PASSAGE PROVIDED:
-- Start --

[gmx-users] p-coupling for inverted hexagonal phase

[Mohsen Ramezanpour]

Thanks Justin for your comment,

I think applying the semi-isotropic will put too much symmetry on the
system while it might not be the case and system should be free to change
if it is energetically favourable.
The semi-isotropic, in fact, is scaling both the X and Y sides of the
simulation box with the same factor, if I understood correctly. So, it will
keep the original geometry of the system the same through the simulation
time.
Think of situations where the water channels prefer to be elongated in
either X or Y direction. This will prevent this, right?

-- End --

EXTRACTED RECORDS:
-- Start --

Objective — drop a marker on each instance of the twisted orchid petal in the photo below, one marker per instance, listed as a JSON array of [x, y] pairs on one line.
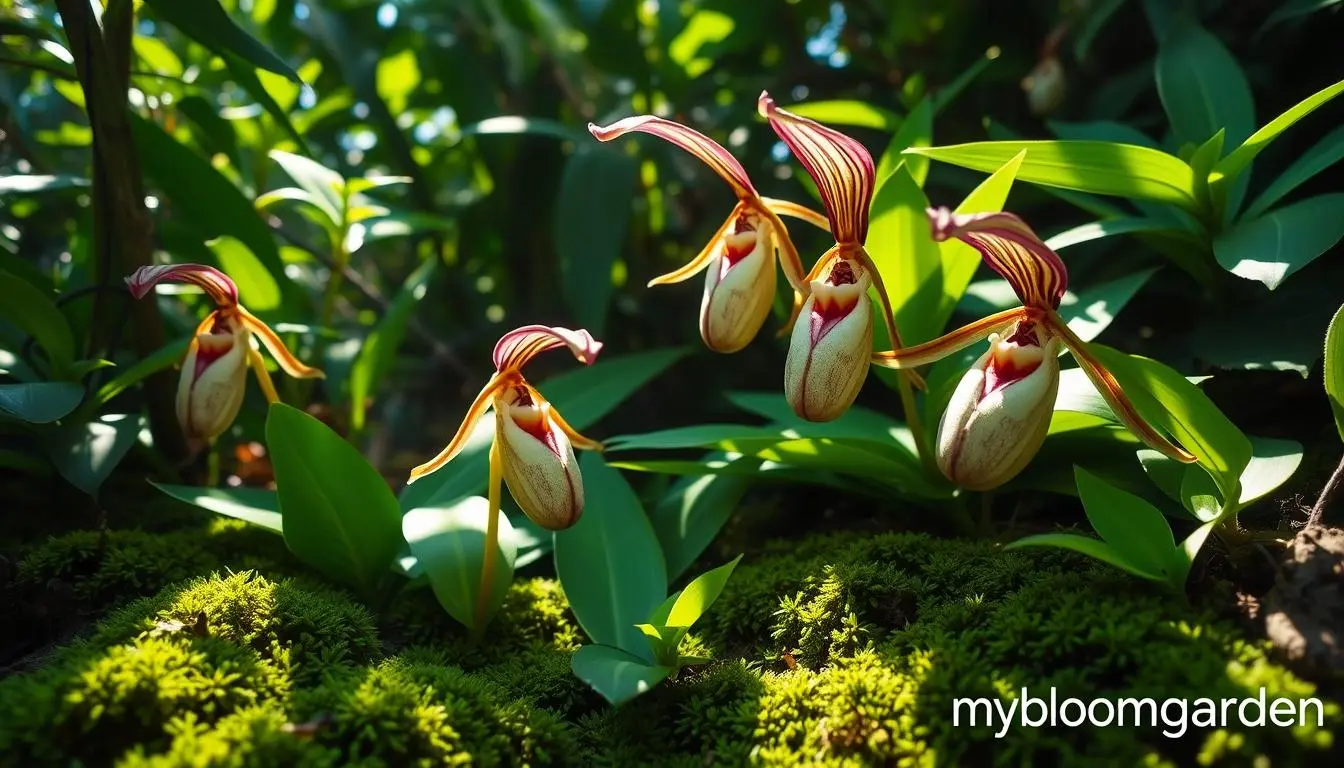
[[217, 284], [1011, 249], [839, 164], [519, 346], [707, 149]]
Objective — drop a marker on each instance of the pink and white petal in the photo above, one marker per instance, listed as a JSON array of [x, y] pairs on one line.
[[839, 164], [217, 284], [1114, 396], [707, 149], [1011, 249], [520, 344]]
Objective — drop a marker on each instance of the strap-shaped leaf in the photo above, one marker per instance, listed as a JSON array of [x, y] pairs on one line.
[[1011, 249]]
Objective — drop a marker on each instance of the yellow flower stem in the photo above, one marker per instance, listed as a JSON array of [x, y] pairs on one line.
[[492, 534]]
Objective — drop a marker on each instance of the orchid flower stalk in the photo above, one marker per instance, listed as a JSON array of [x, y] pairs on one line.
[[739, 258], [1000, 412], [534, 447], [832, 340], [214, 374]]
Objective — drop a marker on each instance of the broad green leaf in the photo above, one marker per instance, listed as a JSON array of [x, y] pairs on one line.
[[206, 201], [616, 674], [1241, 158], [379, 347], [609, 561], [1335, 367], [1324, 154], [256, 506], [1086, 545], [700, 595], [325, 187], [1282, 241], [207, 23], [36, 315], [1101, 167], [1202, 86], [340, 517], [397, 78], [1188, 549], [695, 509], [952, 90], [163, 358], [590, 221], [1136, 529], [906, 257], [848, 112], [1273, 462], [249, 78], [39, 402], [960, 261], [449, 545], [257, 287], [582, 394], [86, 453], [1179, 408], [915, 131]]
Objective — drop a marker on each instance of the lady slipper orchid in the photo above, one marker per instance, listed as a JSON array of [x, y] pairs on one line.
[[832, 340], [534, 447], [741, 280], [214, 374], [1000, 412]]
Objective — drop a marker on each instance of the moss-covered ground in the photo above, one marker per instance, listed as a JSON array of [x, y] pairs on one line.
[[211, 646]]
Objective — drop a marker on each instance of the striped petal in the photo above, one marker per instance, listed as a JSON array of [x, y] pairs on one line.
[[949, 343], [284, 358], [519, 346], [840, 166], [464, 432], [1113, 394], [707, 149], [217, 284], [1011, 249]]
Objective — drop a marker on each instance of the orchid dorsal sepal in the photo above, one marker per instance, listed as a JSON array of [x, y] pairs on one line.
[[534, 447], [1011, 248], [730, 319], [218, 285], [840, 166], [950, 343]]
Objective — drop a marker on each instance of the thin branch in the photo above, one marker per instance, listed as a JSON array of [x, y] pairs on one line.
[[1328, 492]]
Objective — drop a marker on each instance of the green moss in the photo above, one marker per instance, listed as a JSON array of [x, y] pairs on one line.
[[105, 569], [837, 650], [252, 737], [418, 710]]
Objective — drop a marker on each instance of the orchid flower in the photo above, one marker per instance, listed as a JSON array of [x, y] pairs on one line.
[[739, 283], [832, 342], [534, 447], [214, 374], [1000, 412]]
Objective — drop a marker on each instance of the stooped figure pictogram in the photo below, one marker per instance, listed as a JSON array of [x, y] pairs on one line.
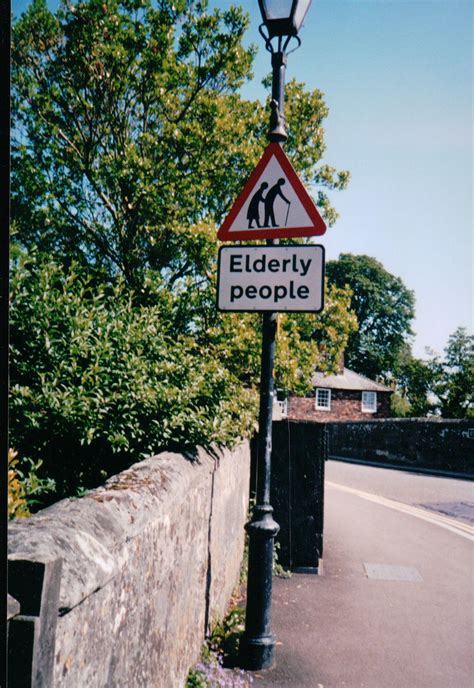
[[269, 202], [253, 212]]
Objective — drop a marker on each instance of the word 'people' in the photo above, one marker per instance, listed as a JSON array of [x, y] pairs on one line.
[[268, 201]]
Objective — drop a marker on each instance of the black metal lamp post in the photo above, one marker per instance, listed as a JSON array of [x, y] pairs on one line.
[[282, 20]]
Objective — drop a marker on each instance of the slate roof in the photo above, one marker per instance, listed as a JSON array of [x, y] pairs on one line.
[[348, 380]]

-- End --
-- Start --

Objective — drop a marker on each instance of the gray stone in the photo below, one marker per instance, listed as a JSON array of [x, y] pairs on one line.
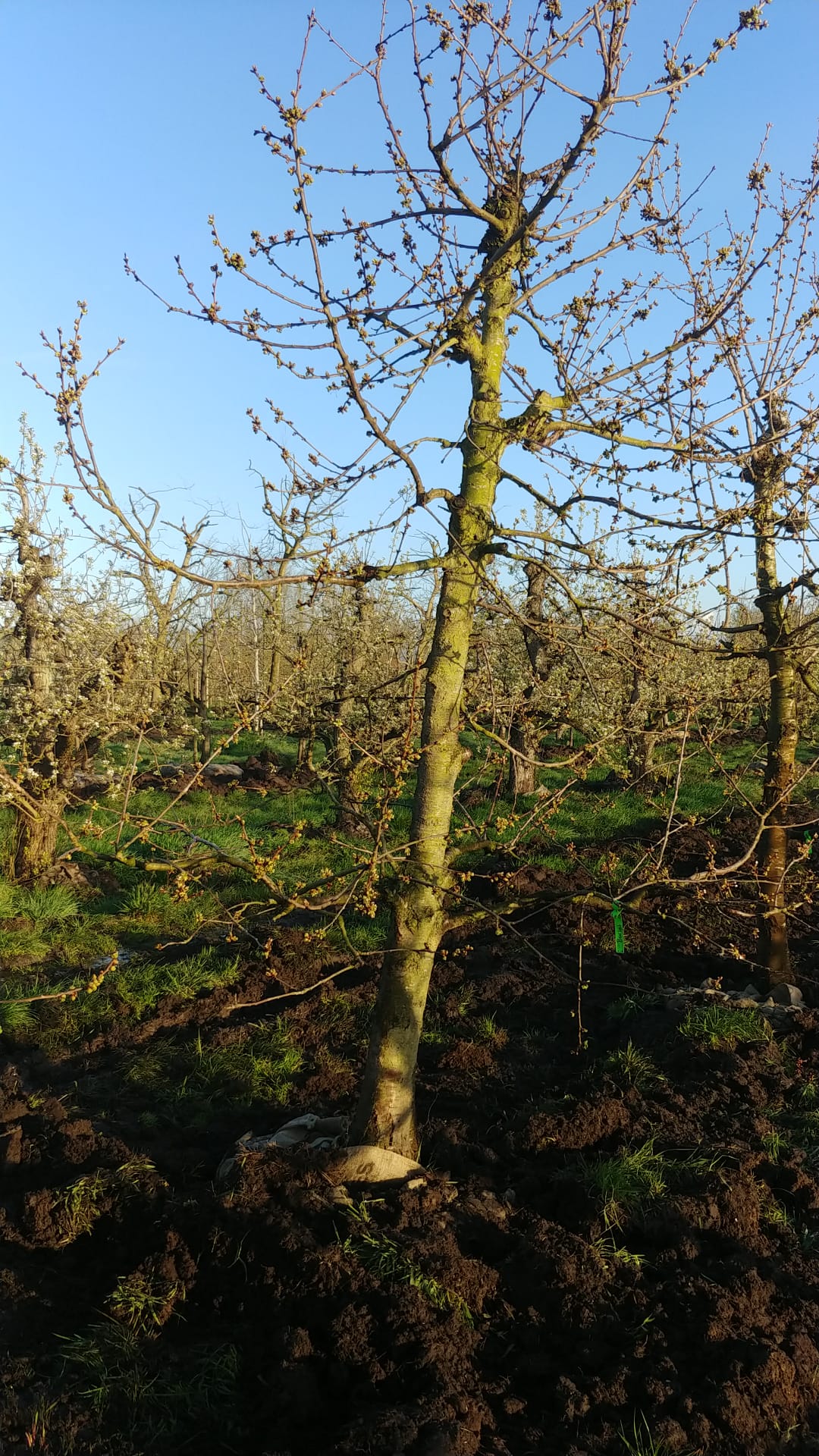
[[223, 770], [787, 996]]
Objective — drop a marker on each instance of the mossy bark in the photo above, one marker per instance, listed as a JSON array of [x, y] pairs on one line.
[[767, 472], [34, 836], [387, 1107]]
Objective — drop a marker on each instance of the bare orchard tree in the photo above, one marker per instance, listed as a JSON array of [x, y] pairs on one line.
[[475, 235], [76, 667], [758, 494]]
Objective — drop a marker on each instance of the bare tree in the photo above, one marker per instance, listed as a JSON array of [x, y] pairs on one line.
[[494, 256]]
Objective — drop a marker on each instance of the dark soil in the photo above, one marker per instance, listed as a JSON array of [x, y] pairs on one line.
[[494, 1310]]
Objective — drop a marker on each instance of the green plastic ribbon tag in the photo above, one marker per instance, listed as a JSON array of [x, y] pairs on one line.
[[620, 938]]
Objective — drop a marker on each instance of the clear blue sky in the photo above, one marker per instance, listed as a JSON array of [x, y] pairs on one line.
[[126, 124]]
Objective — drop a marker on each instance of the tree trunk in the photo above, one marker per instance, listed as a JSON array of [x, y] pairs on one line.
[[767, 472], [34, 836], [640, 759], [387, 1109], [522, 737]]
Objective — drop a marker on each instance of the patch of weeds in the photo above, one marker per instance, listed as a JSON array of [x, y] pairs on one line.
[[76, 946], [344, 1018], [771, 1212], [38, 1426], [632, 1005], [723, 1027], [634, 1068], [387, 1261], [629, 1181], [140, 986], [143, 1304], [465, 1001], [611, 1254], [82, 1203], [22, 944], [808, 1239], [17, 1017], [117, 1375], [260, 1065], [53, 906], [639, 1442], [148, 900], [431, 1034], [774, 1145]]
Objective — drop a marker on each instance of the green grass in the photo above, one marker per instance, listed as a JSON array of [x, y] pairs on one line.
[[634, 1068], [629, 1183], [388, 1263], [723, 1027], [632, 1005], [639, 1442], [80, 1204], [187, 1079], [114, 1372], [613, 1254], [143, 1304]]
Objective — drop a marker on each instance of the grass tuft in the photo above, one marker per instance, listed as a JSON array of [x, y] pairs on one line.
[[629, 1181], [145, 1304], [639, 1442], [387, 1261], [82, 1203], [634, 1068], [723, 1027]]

-- End --

WRITTEN TASKS:
**A.** In the forum post on pressure coupling, what does the writer say semi-isotropic coupling scales?
**B.** Check each statement against the forum post on pressure coupling, and answer yes or no with the deciding words quoted from it. (i) The writer thinks semi-isotropic coupling may impose too much symmetry on the system. (ii) The writer says semi-isotropic coupling scales the X and Y sides by different factors. (iii) The writer raises the case of water channels preferring to be elongated along the Z direction.
**C.** Continue the forum post on pressure coupling from its last sentence.

OUTPUTS IN ORDER:
**A.** Both the X and Y sides of the simulation box, with the same factor.

**B.**
(i) Yes: "applying the semi-isotropic will put too much symmetry on the system"
(ii) No: "scaling both the X and Y sides of the simulation box with the same factor"
(iii) No: "elongated in either X or Y direction"

**C.**
Also, if there is any phase transition possible (e.g. from HII to
Lamellar), semi-isotropic will probably limit this transition more than
what an anisotropic coupling will do.

Please let me know your thoughts on this.

Cheers,
Mohsen


On Wed, Sep 27, 2017 at 6:26 PM, Justin Lemkul <jalemkul at vt.edu> wrote:

>
>
> On 9/27/17 10:57 AM, Mohsen Ramezanpour wrote:
>
>> Hi Everyone,
>>
>> Please let me know your thoughts on this.
>>
>>
> I don't see why these would be anisotropic. The lateral dimension is
> symmetric, so it seems that semiisotropic would be most appropriate.
> Anisotropic pressure coupling can lead to significant distortions of the
> box, and is most applicable in crystalline systems.
>
> -Justin
>
> Thanks in advance,
>> Cheers,
>> Mohsen
>>
>> On Fri, Sep 22, 2017 at 11:13 AM, Mohsen Ramezanpour <
>> ramezanpour.mohsen at gmail.com> wrote:
>>
>> Dear Gromacs users,
>>>
>>> I am doing a simulation on inverted hexagonal (HII) phase composed of
>>> just
>>> lipids and water.
>>>
>>> (please have a look at HII phase here:
>>> https://openi.nlm.nih.gov/detailedresult.php?img=
>>> PMC2695813_1757-5036-2-3-3&req=4)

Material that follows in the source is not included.